■ EXTRACT:
Coalition cuts combat brigades by half since peak of US ‘surge’

Iraqi and Coalition forces Order of Battle as of Feb. 28, 2009.

The number of US and allied combat brigades deployed in Iraq has been cut in half since the height of the “surge” in the summer of 2007, while the number of Iraqi security forces has nearly doubled during the same period of time.

The US Department of Defense has announced the reduction of two more US combat brigades during 2009. The announcement also noted the withdrawal of the last non-US coalition combat brigade from Iraq. The UK 20th Armored Brigade starts its departure this month. The reductions will bring the total coalition forces in Iraq from 24 combat brigades at the peak of the “surge” to only 12 in the fall of 2009.

The coalition forces departing or whose deployments are canceled include one of the two US Marine regimental combat teams (USMC brigade equivalent), the UK 20th Armored Brigade, and the US Army 4/82 Brigade Combat Team. The total number of US Stryker brigades will remain at two and will not be reduced as some in the press had speculated. The shift in forces will be done as part of the normal rotation of replacement forces. Between now and September, the changes in brigade counts in each area will be as follows:

Multi-National Division-North: Four brigades remaining, MND-N added a brigade in Kirkuk this winter.

• 3/1 Cavalry Brigade Combat Team (+)-Ninawa

• 2/1 Cavalry BCT (-)-Kirkuk

• 3/25 BCT-Salahadin

• 1/25 SBCT (+)-Diyala

Multi-National Division-Baghdad: Four brigades remaining, MND-B has reduced from six BCTs with the un-replaced departures of the 1/4 BCT and 3/4 BCT.

• 56/28 SBCT (-)-Northern Baghdad Province

• 2/1 BCT (+)-Northwest Baghdad

• 3/82 BCT (+)-Eastern Baghdad

• 2/1 Armored BCT (+)-Southwest Baghdad and Southern Baghdad Province

Multi-National Division-Central: Three brigades remaining, MND-C effectively replacing the UK 20th Armored Brigade with a brigade from the Babil/Diwaniyah area when it takes over Basrah from the UK.

• 172nd BCT (-)-Babil. Replacement of this BCT and 2/4 BCT with only one BCT in Aug/Sep 2009.

• 2/4 BCT (-)-Diwaniyah. Replacement of this BCT and 172nd BCT with only one BCT in Aug/Sep 2009.

• 2/1 Cavalry BCT-Maysan/DhiQar. Normal replacement in August 2009.

• 1/1 Cavalry BCT-probably going to Basrah. Replacement for the UK 20th Armored Brigade starting late March 2009.

Multi-National Force-West: Reducing by half to one Marine Expeditionary Brigade. MNF-W may consolidate into one of the other three Multi-National Divisions.

Multi-National Division-Southeast: Disbanded and transferred to MND-C during March-June 2009.

Multi-National Division-Central/South: Disbanded and transferred to MND-C in fall 2008.

Multi-National Division-Northeast: Disbanded and transferred to MND-N in fall 2008.

■ SHORT EXERCISE 1: In the brigade-reduction article, list each brigade under Multi-National Division-Baghdad along with the area it covers.
■ SHORT EXERCISE 2:
Using the brigade-reduction article, answer these:
(a) How many coalition combat brigades were in Iraq at the peak of the "surge"?
(b) Which brigade is the last non-US coalition combat brigade leaving Iraq?
(c) When was Multi-National Division-Northeast disbanded, and to which division was it transferred?
The data after this point comes from a separate source and has no connection to the brigade-reduction article.

■ ITEMS:
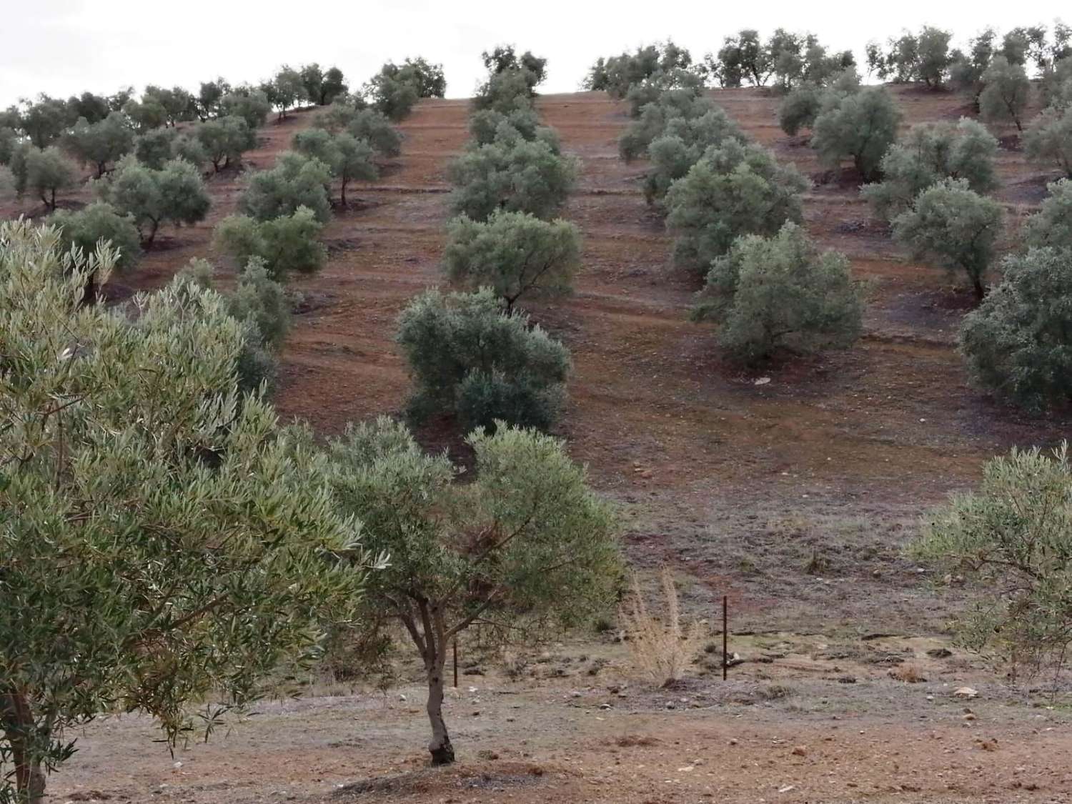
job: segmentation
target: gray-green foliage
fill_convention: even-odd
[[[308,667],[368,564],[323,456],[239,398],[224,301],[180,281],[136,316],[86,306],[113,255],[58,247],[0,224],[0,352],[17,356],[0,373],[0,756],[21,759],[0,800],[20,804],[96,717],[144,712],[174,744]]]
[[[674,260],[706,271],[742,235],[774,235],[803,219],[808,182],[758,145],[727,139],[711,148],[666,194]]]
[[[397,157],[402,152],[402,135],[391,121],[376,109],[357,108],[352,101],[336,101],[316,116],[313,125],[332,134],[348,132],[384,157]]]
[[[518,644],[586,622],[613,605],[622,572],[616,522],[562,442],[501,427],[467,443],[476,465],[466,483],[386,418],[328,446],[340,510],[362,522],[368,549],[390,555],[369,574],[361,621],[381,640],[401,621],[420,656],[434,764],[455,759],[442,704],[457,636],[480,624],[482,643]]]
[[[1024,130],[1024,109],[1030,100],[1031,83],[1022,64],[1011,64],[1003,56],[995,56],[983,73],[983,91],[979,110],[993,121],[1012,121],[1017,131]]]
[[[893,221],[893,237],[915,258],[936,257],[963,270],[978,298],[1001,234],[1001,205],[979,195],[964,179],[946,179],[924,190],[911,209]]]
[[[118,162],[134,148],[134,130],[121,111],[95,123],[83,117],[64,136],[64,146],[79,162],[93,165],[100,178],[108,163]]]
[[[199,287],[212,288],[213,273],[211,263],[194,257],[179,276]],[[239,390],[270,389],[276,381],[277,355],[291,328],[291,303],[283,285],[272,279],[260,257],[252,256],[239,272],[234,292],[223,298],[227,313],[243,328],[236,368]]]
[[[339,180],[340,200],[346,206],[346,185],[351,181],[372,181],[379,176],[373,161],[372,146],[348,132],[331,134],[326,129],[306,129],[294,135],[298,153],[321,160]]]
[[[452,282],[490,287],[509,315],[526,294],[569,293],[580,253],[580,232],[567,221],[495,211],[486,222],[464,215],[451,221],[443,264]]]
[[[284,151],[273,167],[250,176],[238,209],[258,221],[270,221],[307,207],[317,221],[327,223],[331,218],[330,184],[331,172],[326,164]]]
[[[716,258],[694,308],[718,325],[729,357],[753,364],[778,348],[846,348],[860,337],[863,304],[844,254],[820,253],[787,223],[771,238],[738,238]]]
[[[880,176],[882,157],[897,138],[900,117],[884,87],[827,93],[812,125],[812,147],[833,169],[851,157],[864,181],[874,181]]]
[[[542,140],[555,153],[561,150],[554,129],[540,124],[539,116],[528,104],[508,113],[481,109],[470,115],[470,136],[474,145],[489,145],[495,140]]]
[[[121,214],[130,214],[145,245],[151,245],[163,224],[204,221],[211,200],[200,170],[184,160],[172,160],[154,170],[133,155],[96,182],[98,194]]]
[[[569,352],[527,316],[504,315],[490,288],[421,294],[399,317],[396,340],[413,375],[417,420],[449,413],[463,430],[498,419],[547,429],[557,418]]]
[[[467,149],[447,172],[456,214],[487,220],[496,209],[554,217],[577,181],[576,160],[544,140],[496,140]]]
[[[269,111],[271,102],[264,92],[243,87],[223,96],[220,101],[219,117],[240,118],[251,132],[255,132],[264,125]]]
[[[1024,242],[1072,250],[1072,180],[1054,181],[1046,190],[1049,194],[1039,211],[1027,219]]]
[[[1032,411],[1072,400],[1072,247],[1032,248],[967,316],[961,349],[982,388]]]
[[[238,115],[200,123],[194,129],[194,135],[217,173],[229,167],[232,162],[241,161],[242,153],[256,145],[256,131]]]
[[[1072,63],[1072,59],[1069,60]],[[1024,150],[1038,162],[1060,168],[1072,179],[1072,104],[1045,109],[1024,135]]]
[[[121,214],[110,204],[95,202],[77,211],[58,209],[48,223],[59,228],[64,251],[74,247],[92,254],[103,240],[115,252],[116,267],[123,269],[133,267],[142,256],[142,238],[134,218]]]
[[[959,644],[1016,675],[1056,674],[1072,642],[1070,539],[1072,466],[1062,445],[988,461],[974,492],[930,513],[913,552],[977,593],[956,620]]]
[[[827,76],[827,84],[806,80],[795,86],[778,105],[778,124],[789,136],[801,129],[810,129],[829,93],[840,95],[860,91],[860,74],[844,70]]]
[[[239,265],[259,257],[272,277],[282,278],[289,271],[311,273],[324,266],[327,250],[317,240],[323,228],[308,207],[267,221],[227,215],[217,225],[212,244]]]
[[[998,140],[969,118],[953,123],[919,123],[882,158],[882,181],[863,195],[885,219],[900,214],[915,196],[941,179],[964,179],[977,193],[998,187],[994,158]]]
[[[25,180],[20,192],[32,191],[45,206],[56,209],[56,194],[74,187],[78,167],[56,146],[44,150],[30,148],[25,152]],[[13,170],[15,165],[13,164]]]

■ EXERCISE SOLUTION 1:
- 56/28 SBCT (-): Northern Baghdad Province
- 2/1 BCT (+): Northwest Baghdad
- 3/82 BCT (+): Eastern Baghdad
- 2/1 Armored BCT (+): Southwest Baghdad and Southern Baghdad Province

■ EXERCISE SOLUTION 2:
(a) 24 combat brigades.
(b) The UK 20th Armored Brigade.
(c) In fall 2008, and it was transferred to MND-N.